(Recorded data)
-- Opening Marker --
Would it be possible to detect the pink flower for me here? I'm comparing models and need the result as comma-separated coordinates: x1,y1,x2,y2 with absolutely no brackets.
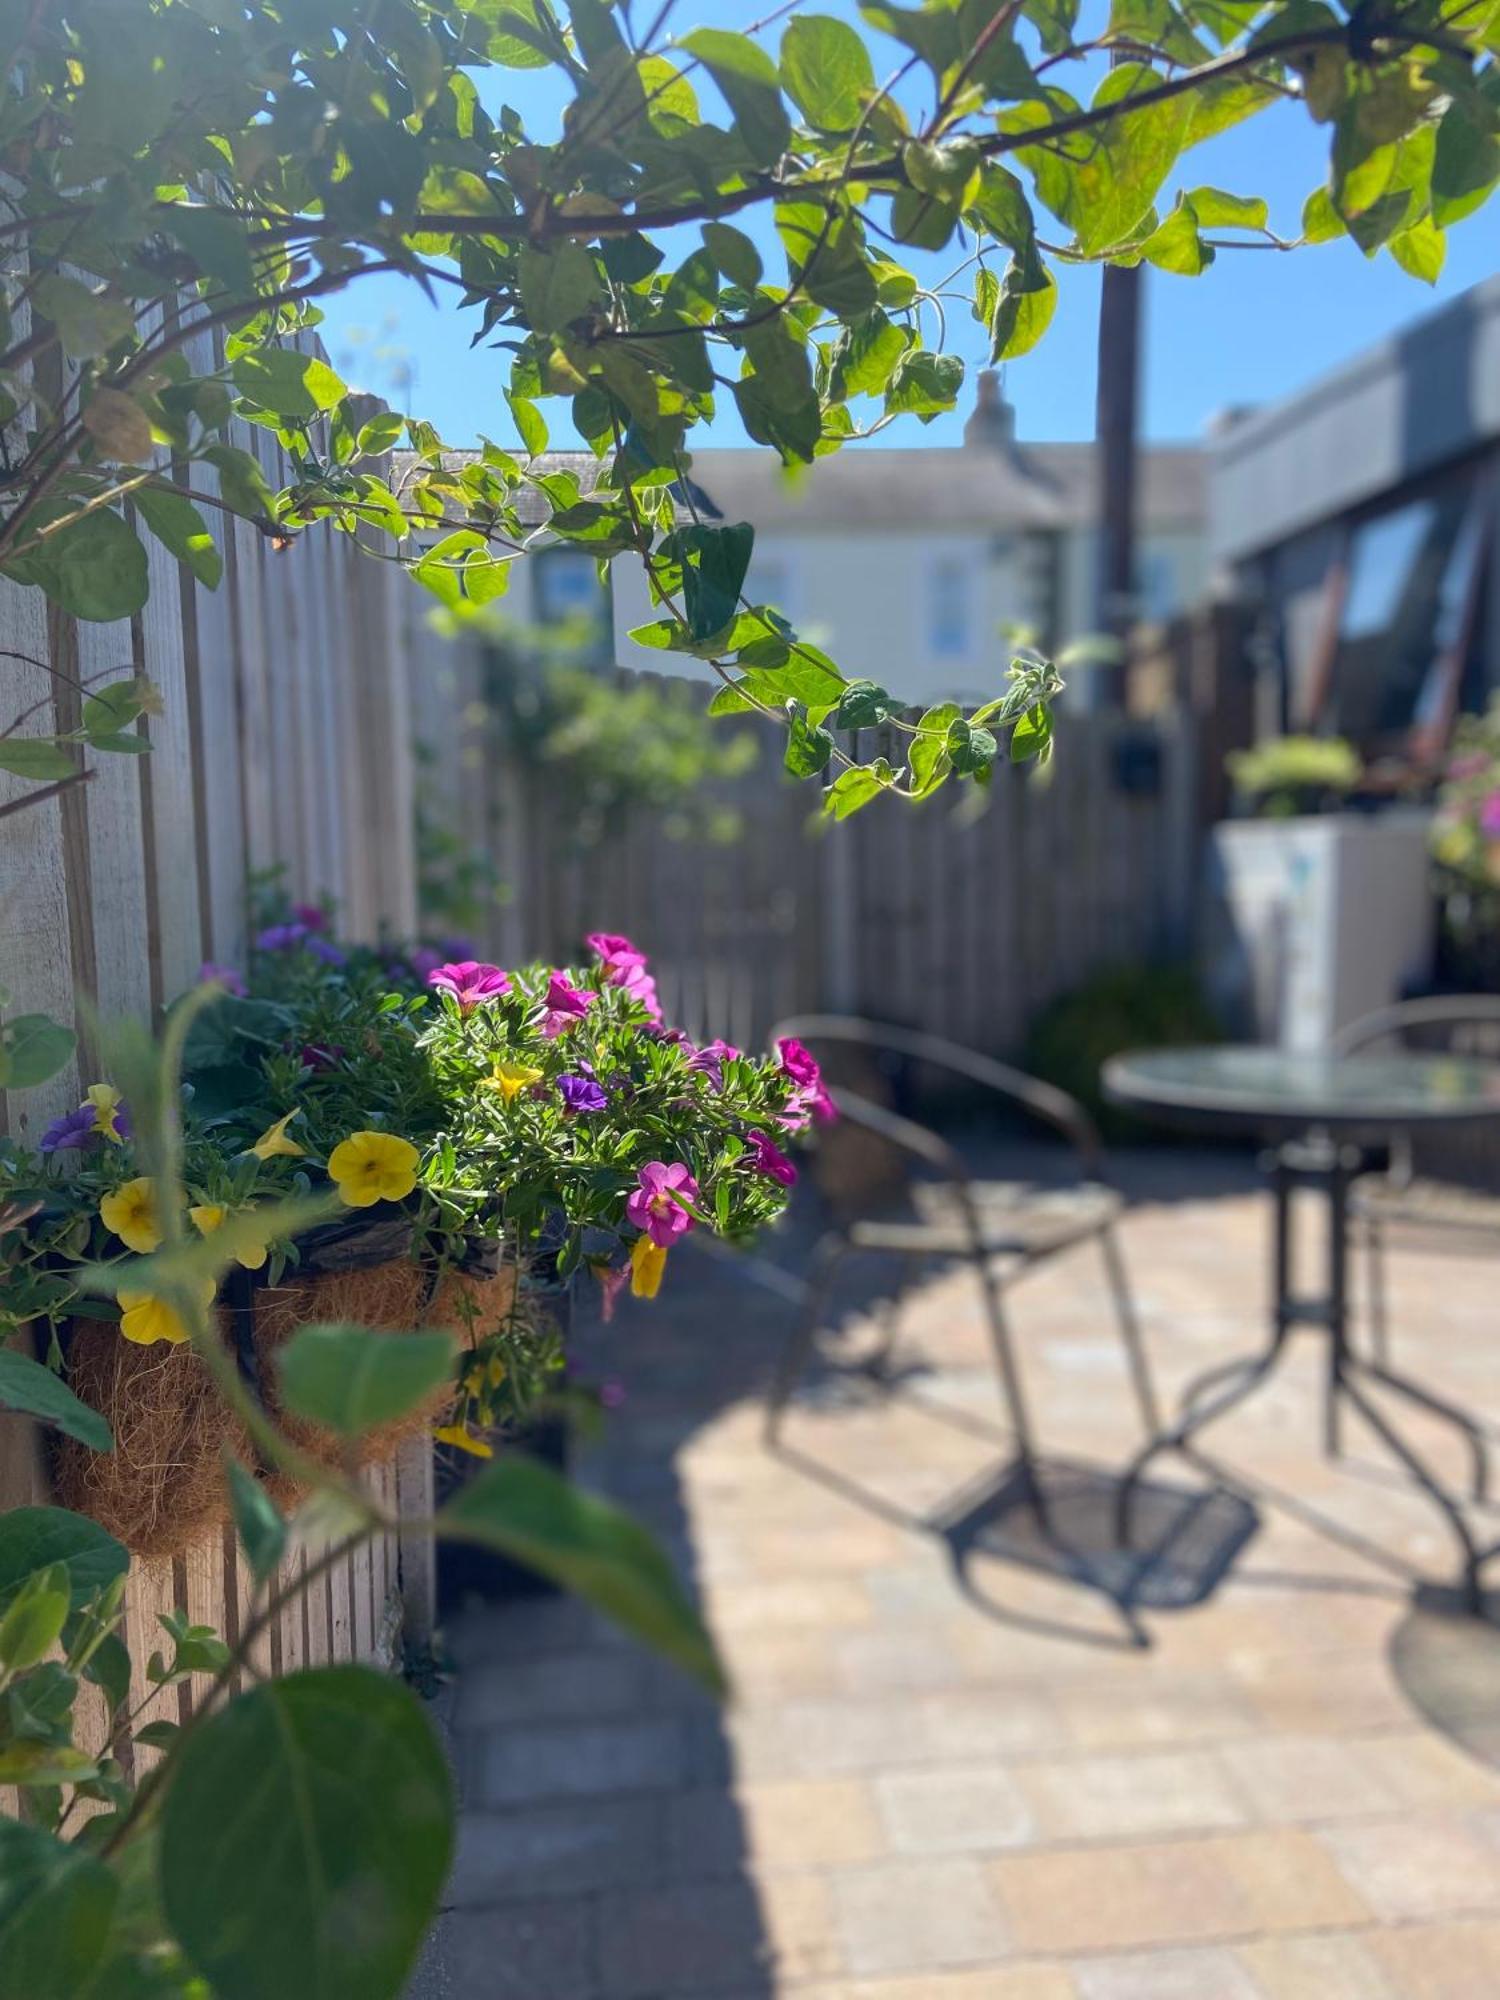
292,902,328,932
777,1037,822,1089
625,1161,701,1247
587,931,663,1021
540,972,594,1038
746,1129,798,1186
428,960,511,1012
1448,752,1490,782
1480,792,1500,839
780,1080,838,1132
-- Closing Marker --
* **PROBLEM STATEMENT**
Restate the records above in full, word for word. Keep pictures out.

* **WRITTEN ANSWER**
Would it be possible to detect the pink flower for me here? I'm comparing models and need the result as comma-separated coordinates: x1,y1,x2,y2 with absolutely no brackets.
292,902,328,932
777,1037,822,1089
625,1161,701,1247
587,931,663,1021
540,972,594,1038
746,1129,798,1186
428,960,511,1012
1448,752,1490,782
1480,792,1500,839
780,1080,838,1132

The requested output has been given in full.